══ PASSAGE SHOWN
As discussed on the ODP architecture call. It could be useful to be able to
know how much you need to over-provision a pool in order to be guaranteed
that you can allocate N elements from that pool (allowing for an
implementation dependent amount of per-CPU caching etc), regardless of how
that pool previously has been used by other agents. I can imagine use cases
where an application has to be able to handle N connections or other
stateful entities. Consistent failures to do so (because nominally free
buffers cannot be allocated by an arbitrary thread) would be a violation of
the specification.

On 26 January 2016 at 15:29, Savolainen, Petri (Nokia - FI/Espoo) <
[email protected]> wrote:

> This would also allow HW blocks (like packet input) to cache some free
> buffers (for incoming packets). It would be hard to guarantee  that any
> given time a single thread would be able to allocate (steal) all
> pre-allocated buffers from all pool users. For example, could you steal all
> packet buffers from a packet input ring without reseting the pktio device,
> etc.
>
>
>
> -Petri
>
>
>
>
>
>
>
> *From:* EXT Ola Liljedahl [mailto:[email protected]]
> *Sent:* Tuesday, January 26, 2016 4:14 PM
> *To:* Savolainen, Petri (Nokia - FI/Espoo)
> *Cc:* EXT Zoltan Kiss; [email protected]
> *Subject:* Re: [lng-odp] [API-NEXT PATCH 1/2] api: pool: allow per-thread
> caching
>
>
>
>
>
>
>
> On 26 January 2016 at 14:59, Savolainen, Petri (Nokia - FI/Espoo) <
> [email protected]> wrote:
>
> Reviewed-by: Petri Savolainen <[email protected]>
>
>
>
> > -----Original Message-----
> > From: EXT Zoltan Kiss [mailto:[email protected]]
> > Sent: Friday, January 22, 2016 8:24 PM
> > To: [email protected]
> > Cc: [email protected]; Savolainen, Petri (Nokia - FI/Espoo)
════
**WORK TO DO:**
1. According to the pool-caching email, what would consistent failures to allocate nominally free buffers be a violation of?
2. In the pool-caching email, substitute "memory pool" for "pool" in the stretch from "As discussed on" through "the specification.".
3. Carry the pool-caching email forward from the point where it stops.
══ PROVIDED INFORMATION
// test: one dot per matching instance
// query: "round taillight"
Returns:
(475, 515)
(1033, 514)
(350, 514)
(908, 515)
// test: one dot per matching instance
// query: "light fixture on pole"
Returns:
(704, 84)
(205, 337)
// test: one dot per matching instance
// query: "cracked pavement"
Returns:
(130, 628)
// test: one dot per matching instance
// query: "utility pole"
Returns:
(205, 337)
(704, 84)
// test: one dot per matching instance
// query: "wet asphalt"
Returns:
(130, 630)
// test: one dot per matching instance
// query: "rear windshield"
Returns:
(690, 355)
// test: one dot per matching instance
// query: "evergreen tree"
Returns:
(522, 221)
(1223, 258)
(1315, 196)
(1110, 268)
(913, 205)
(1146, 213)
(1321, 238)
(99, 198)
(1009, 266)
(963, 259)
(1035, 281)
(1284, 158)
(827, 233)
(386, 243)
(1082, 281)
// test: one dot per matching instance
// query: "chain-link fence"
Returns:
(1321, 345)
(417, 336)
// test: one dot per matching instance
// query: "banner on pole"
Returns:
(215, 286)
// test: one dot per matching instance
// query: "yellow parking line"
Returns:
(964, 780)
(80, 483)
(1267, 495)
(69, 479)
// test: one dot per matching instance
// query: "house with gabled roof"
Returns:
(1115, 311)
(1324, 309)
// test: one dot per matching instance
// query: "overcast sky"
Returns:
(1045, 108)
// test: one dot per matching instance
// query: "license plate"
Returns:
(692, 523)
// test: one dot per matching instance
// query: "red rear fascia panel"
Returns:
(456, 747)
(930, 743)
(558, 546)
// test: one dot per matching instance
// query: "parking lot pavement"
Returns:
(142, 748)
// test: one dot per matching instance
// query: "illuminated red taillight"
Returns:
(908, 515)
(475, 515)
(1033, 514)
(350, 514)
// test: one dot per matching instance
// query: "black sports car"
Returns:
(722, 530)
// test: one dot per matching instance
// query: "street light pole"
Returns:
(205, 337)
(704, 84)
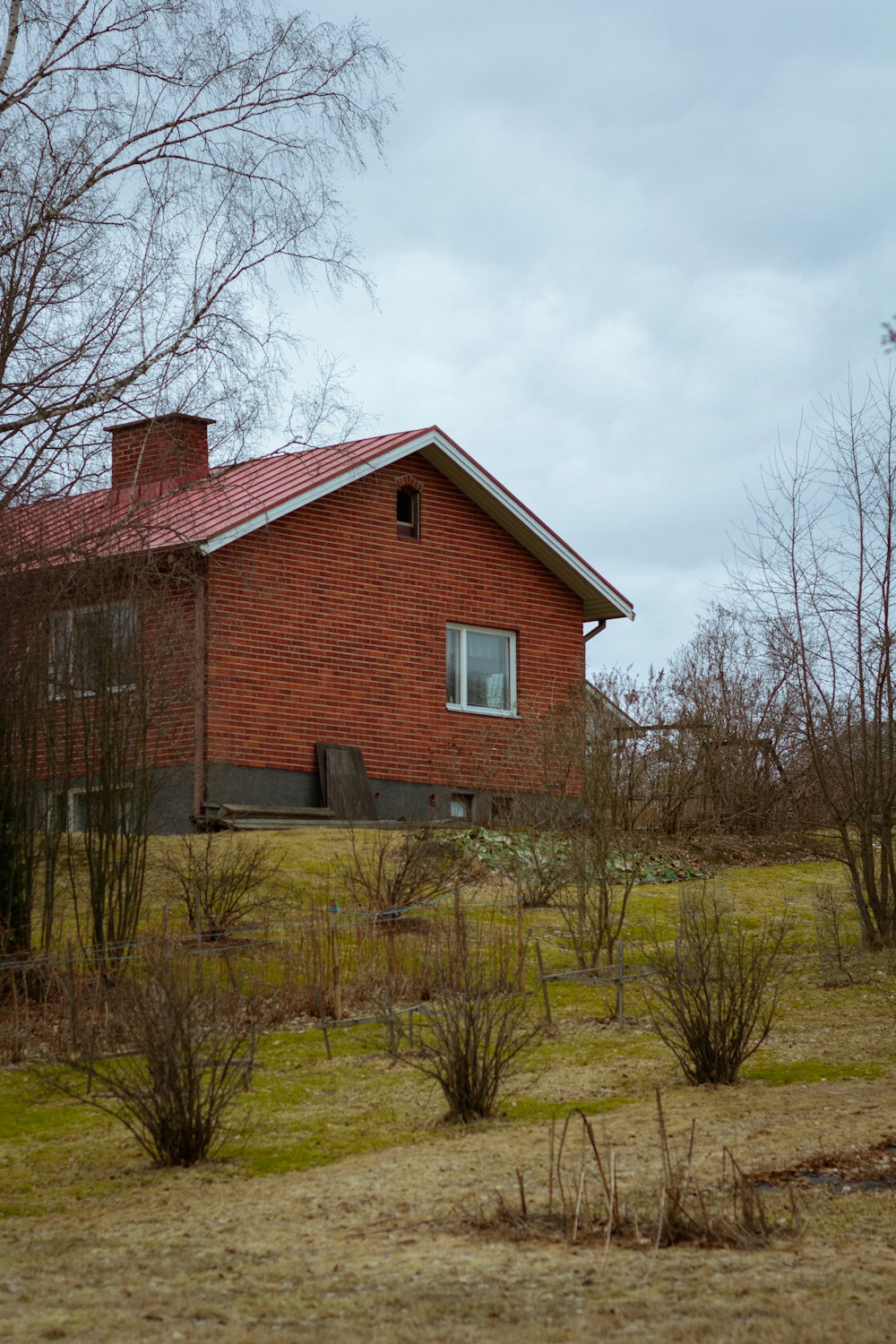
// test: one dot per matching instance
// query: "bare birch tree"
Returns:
(166, 166)
(817, 569)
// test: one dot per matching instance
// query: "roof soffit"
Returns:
(600, 599)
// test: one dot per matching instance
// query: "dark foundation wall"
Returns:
(395, 800)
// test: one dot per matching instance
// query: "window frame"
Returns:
(64, 671)
(462, 706)
(409, 531)
(74, 800)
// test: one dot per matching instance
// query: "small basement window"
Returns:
════
**ANSWER LIST:**
1. The specification.

2.
As discussed on the ODP architecture call. It could be useful to be able to
know how much you need to over-provision a memory pool in order to be guaranteed
that you can allocate N elements from that memory pool (allowing for an
implementation dependent amount of per-CPU caching etc), regardless of how
that memory pool previously has been used by other agents. I can imagine use cases
where an application has to be able to handle N connections or other
stateful entities. Consistent failures to do so (because nominally free
buffers cannot be allocated by an arbitrary thread) would be a violation of
the specification.

3.
> > Subject: [API-NEXT PATCH 1/2] api: pool: allow per-thread caching
> >
> > This addition explicitly loses the requirement that a single thread
> should
> > be able to allocate the whole pool even if nothing used it before.
> > Therefore per-thread caches are allowed to retain some elements locally.
>
> But is this a good change? How does it change the semantics of the ODP
> memory management?
> Threads can have local caches of buffers but if the local cache is
> exhausted, a thread could steal buffers from other threads. This would mean
> that the cache management has to be thread-safe (e.g. using atomic
> instructions). There would still be a benefit of local buffer caches since
> this would provide more cache locality for a thread/CPU. The cache metadata
> would also be local to the cache (unless just accessed by some other CPU).
>
>
>
> What's the overhead on e.g. x86 to use CAS to manage the local cache?
>
>
>
> >
> > Signed-off-by: Zoltan Kiss <[email protected]>
> > ---
> >  include/odp/api/pool.h | 3 +++
> >  1 file changed, 3 insertions(+)
> >
> > diff --git a/include/odp/api/pool.h b/include/odp/api/pool.h
> > index 2e79a55..deab963 100644
> > --- a/include/odp/api/pool.h
> > +++ b/include/odp/api/pool.h
> > @@ -43,6 +43,9 @@ extern "C" {
> >  /**
> >   * Pool parameters
> >   * Used to communicate pool creation options.
> > + * @note A single thread may not be able to allocate all 'num' elements
> > + * from the pool at any particular time, as other threads or hardware
> > + * blocks are allowed to keep some for caching purposes.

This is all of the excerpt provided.